PROBLEM STATEMENT =
Only the lines from the one with "grass field in the photo above." onward are wanted, through the last line of the entries, set down exactly.

>>>

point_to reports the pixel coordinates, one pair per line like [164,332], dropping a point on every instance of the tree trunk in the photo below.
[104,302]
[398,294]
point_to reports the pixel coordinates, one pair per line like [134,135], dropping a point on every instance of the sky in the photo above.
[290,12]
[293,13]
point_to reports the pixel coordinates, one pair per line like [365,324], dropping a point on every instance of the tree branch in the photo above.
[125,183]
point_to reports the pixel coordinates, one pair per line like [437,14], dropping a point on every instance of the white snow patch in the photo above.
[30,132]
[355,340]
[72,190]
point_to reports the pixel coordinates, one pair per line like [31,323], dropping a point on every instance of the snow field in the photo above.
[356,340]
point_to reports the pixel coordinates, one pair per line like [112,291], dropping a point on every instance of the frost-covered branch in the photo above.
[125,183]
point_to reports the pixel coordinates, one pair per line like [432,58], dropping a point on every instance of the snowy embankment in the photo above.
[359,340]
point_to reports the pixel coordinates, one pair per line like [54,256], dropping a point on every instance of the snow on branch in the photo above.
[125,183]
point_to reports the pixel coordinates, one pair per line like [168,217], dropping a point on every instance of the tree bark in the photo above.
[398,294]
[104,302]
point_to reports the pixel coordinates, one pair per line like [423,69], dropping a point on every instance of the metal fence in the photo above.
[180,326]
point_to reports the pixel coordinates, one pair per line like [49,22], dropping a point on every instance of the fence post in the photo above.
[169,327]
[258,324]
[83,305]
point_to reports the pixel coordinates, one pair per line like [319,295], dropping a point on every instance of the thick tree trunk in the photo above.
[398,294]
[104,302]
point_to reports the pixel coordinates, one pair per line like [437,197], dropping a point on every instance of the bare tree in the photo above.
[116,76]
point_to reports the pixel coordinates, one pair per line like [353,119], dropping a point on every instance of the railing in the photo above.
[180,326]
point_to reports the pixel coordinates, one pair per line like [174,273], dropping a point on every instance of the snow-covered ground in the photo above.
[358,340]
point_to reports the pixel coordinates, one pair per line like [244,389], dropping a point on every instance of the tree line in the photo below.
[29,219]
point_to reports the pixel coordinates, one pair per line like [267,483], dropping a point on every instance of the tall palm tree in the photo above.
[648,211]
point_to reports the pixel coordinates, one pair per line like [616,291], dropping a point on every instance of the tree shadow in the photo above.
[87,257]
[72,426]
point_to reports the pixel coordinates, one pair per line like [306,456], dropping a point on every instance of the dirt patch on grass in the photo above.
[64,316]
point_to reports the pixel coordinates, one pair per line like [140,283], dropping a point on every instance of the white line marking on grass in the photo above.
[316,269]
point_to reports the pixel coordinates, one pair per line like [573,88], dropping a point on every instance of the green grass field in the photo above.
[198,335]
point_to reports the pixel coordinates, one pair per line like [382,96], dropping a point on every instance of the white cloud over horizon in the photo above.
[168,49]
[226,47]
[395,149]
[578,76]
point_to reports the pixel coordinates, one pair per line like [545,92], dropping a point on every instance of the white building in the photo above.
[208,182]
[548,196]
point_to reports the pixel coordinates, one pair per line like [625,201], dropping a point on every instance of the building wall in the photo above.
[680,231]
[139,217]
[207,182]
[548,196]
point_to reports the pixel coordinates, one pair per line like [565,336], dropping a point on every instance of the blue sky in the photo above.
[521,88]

<<<

EXERCISE RESULT =
point_to reports the pixel coordinates, one pair per line like [573,88], dropping a point on every instance of the green grass field in the photo above.
[198,335]
point_to reports the pixel coordinates, one pair per line like [382,96], dropping a point on every instance of the white cloud over horizon in the photo above.
[168,49]
[226,47]
[395,149]
[578,76]
point_to reports the pixel coordinates, one pair per line like [545,92], dropping a point on every instance of the white building in the photo above.
[208,182]
[548,196]
point_to reports the pixel coordinates, one pair per line like [625,201], dropping a point on every instance of the building wall in the photo above.
[680,231]
[139,217]
[207,182]
[548,196]
point_to reports the pixel coordinates, one pair per line like [565,336], dropping a point on every instance of the blue sky in the photo above.
[521,88]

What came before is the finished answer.